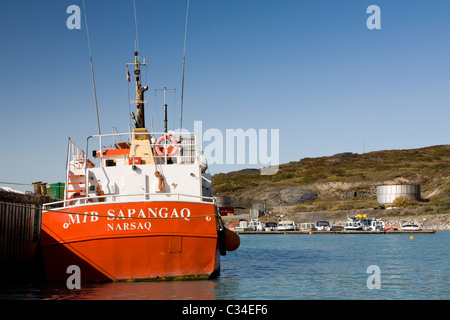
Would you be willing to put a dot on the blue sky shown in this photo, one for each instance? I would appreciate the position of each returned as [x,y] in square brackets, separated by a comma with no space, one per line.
[311,69]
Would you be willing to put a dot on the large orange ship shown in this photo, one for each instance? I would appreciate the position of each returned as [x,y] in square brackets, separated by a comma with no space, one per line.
[137,206]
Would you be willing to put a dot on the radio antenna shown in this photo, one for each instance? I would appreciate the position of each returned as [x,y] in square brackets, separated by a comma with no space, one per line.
[182,76]
[92,68]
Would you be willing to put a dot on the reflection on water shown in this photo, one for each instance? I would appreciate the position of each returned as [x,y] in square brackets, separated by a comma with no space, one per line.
[293,267]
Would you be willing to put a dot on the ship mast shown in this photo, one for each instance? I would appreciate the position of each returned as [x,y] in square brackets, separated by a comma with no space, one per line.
[140,120]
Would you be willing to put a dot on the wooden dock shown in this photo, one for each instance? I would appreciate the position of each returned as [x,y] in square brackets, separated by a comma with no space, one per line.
[339,232]
[20,229]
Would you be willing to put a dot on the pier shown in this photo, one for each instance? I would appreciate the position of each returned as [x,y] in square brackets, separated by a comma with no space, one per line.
[20,229]
[339,232]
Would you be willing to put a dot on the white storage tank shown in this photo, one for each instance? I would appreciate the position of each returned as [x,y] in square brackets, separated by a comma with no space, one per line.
[387,193]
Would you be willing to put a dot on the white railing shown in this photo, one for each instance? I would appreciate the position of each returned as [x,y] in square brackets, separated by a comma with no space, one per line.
[182,149]
[143,197]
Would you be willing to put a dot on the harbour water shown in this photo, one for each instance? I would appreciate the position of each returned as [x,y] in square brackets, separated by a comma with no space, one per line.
[294,267]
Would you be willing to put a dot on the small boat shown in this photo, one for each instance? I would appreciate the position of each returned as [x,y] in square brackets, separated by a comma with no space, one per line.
[256,225]
[353,223]
[390,227]
[411,227]
[366,224]
[243,226]
[270,226]
[233,226]
[307,226]
[286,226]
[377,225]
[323,225]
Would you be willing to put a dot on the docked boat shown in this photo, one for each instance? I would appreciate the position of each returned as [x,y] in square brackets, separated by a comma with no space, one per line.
[270,226]
[286,225]
[243,226]
[353,223]
[323,225]
[366,224]
[307,226]
[377,225]
[137,206]
[256,225]
[411,227]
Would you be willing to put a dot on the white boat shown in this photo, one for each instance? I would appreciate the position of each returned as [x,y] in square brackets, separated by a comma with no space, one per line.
[286,226]
[256,225]
[270,226]
[243,226]
[376,225]
[353,223]
[323,225]
[307,226]
[411,227]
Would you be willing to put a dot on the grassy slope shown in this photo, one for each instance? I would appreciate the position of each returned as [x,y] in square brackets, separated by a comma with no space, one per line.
[347,181]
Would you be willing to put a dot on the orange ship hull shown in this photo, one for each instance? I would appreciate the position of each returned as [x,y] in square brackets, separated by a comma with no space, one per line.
[132,241]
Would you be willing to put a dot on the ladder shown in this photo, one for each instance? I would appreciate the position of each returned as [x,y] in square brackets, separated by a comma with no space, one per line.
[76,186]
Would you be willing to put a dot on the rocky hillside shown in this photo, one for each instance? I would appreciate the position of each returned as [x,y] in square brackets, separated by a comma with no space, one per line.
[344,182]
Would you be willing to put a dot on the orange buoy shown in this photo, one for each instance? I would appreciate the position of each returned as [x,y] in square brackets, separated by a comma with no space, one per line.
[232,240]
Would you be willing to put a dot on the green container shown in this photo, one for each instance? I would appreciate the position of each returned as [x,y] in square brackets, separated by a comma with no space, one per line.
[56,190]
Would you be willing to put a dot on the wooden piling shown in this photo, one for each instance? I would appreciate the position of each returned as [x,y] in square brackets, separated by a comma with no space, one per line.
[20,229]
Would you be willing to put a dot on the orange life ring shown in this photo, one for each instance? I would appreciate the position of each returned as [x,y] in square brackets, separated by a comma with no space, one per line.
[171,151]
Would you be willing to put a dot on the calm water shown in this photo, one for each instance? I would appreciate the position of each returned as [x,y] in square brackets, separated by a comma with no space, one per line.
[292,267]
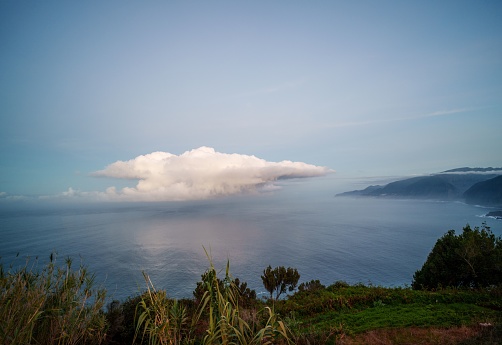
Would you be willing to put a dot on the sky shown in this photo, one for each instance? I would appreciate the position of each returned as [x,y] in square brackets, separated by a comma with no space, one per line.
[142,100]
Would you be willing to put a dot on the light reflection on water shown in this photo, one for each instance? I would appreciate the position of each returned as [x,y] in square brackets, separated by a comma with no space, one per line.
[357,240]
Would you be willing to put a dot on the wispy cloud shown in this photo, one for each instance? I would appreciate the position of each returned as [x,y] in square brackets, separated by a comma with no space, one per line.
[400,119]
[199,174]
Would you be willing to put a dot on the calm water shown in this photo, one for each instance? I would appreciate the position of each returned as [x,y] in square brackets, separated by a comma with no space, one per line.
[329,238]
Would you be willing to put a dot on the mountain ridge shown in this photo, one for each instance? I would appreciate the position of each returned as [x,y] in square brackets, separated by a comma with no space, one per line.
[472,185]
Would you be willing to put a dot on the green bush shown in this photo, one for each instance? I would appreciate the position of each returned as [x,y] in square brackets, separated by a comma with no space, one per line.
[56,305]
[471,259]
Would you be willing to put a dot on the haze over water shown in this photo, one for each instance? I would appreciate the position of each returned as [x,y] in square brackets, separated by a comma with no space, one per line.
[377,241]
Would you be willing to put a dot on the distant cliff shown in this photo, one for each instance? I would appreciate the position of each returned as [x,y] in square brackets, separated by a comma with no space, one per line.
[456,184]
[487,192]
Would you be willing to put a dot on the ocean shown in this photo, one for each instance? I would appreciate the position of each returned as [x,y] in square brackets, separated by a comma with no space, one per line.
[302,225]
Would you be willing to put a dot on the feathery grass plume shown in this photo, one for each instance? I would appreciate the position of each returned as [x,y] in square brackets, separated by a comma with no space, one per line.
[163,321]
[56,305]
[226,326]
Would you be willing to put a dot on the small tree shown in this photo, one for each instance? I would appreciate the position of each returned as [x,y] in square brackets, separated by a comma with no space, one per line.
[471,259]
[279,280]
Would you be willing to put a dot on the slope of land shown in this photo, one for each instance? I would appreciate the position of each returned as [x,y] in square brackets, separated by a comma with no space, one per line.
[474,185]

§ §

> _GOAL OF THE EXERCISE_
Output each line of the records exactly. Any picture is skipped.

> _OUTPUT_
Would you be willing to put a dot on the blue sky shown in this photo, one for each instance? I would appreciate the position of each returned as [x,y] in square brackets, separated by a comma with no space, one per line.
[311,69]
Would you be willing to put a dot on the large orange ship shown in this photo, one for each instance? I would appreciate the position of each returned as [x,y] in square brackets, separated by a comma with no space, one per line.
[137,206]
Would you be willing to put a dot on the radio antenna shown in this photo, one for each instance? I would appreciate the position of each returned as [x,y] in square brackets, separated by a comma with no space, one per line.
[182,76]
[92,68]
Would you be willing to put a dot on the reflection on water shown in this photo, one for each instance? I would appreciate the position of each returned as [x,y] in square brackets, separated by a comma with no space, one per line.
[293,267]
Would you be willing to put a dot on the ship mast shown in this photo, one for each instance? I would appreciate the position of each returned as [x,y] in square brackets, separated by a comma with no space, one per line.
[140,120]
Would you be willing to put a dot on the wooden dock shown in this photo, one for each instance? I would appreciate the position of each returned as [x,y] in square brackets, separated by a comma with no space, one per line.
[339,232]
[20,229]
Would you be willing to put a dot on the pier shown in this photo, one for each instance? I would appreciate the position of each returned as [x,y] in square brackets, separated by a comma with no space, one per line.
[20,229]
[339,232]
Would you be willing to put a dot on the white storage tank shown in this photo, one for each instance? I would appreciate the position of each returned as [x,y] in square brackets, separated by a comma with no space, one per line.
[387,193]
Would you be willing to put a dot on the white railing shown in this photo, one for each instance? I would appreciate the position of each returned as [x,y] in square brackets, separated by a comma with no space, one per line.
[182,149]
[143,197]
Would you be willing to put a dot on the harbour water shown in this photo, one for each instance? I would appreciate the position of each returned as [x,y] in square brackets, separated by a comma with no space, one per line.
[294,267]
Would you be willing to put a dot on the small boat shown in this photo, one for each instance? I would appreciate the position of each returned as [x,y] in square brackets, separated by a comma with no space, one per line.
[256,225]
[353,223]
[390,227]
[411,227]
[366,224]
[243,226]
[270,226]
[233,226]
[307,226]
[286,226]
[377,225]
[323,225]
Would you be willing to put a dot on the docked boat shown in this photo, one for each instance? I would appreciate the position of each returned as [x,y] in square brackets, separated by a comma with no space, one per line.
[270,226]
[286,225]
[243,226]
[353,223]
[323,225]
[366,224]
[307,226]
[377,225]
[137,206]
[256,225]
[411,227]
Would you be willing to put a dot on the white boat shown in this photo, one for each instance? I would appreciate the position of each returned as [x,y] in square brackets, separated by a comma with no space, one per line.
[286,226]
[256,225]
[270,226]
[243,226]
[376,225]
[353,223]
[323,225]
[307,226]
[411,227]
Would you be willing to put a dot on the grassy slope shown in this photo, one for each instance? I would appreciate the position of each returned as [x,y] in square brackets, separated by a comma with no space, one per line.
[347,181]
Would you be willing to put a dot on the orange ship hull shown in this photo, one for each instance? I would appreciate the position of each returned as [x,y] in square brackets, separated by a comma with no space, one per line.
[132,241]
Would you be willing to put a dot on the ladder shown in this photo, one for each instance? I would appreciate the position of each returned as [x,y] in square brackets, separated by a comma with no space, one per line.
[76,186]
Would you be willing to put a dot on the rocky hillside shown in this photo, one for each instance? I would appreciate the position of each returned as [x,y] in square brackets, separated by a comma with no space, one per line.
[344,182]
Would you be willing to put a dot on the orange buoy shown in this photo, one for each instance? I would appreciate the position of each returned as [x,y] in square brackets, separated by a comma with no space, one per line.
[232,240]
Would you be willing to put a dot on the green container shown in this photo, one for each instance? I would appreciate the position of each returned as [x,y] in square brackets, separated by a comma with no space, one per line.
[56,190]
Would you be willing to put a dot on the wooden piling shown in this photo, one for each instance? I would appreciate the position of each returned as [x,y] in square brackets, separated by a comma with no space, one per line.
[20,229]
Would you be willing to put a dot on the orange life ring shown in this photo, one for each instance? I would appreciate the position of each returned as [x,y] in square brackets, separated by a comma with no space, one per line.
[171,151]
Would you be willing to put a dot on the calm water shown in this photo, one for each instance? I would appreciate the position of each returned as [x,y] in square brackets, separated by a comma with no space, one per line.
[292,267]
Would you be willing to put a dot on the sky shown in this photo, one for each instance? I would appreciate the position of each returned as [x,y] in square brackets, separated by a comma with no space, one per line.
[142,100]
Would you be willing to put a dot on the light reflection on water shown in this photo, one for each instance? I would appreciate the position of each returned as [x,y] in square brackets, separated by a comma with no space, one per line.
[357,240]
Would you be willing to put a dot on the wispy cloud shown in this photo, one for each instance? I would appreciate the position of each returned as [x,y] in square brackets, separated by a comma with no space, one per line.
[400,119]
[199,174]
Would you be willing to put a dot on the calm water shown in this photo, one for each instance? I would appreciate the position of each returned as [x,y] in square brackets, separated by a comma with no space, one per line.
[329,238]
Would you be willing to put a dot on the mountain ridge shown in this photo, one for each instance? I would appreciate the position of each returned as [x,y] in square brackets, separated by a comma with no space, one per line.
[472,185]
Would you be willing to put a dot on the green bush shown in this photo, one for each instance? I would appreciate the position of each returned as [x,y] in square brackets, separated by a comma with no space, one per line.
[56,305]
[471,259]
Would you be willing to put a dot on the haze over water shown in this photo, one for each instance? I would appreciate the position of each returned as [x,y] in square brackets, separated by a comma with no space, one per line.
[377,241]
Would you be willing to put a dot on the distant cliff shown in this photo, one for each instance? I would appreciate the position of each returned as [x,y] in square brackets, separated by a comma with no space, one per line.
[456,184]
[487,192]
Would you be willing to put a dot on the ocean shown in this photo, one for each instance? I would appreciate the position of each returned as [x,y] in square brackets, separated by a comma with no space, one per line.
[302,225]
Would you be willing to put a dot on the feathery grass plume shown in this photo, one for each instance? I would appreciate the position of each returned as [x,y] in square brackets, separated by a comma with no space, one per line.
[163,321]
[56,305]
[226,326]
Would you be willing to put a dot on the small tree shown in this photo, one for each instance? I would appreciate the position of each returned as [x,y] in square brackets, separated by a comma with no space, one per line.
[471,259]
[279,280]
Would you be willing to put a dot on the slope of land shown in this photo, one for each instance? I would appreciate the position of each returned as [x,y] in square brackets, separated by a comma with no space, one per line.
[474,185]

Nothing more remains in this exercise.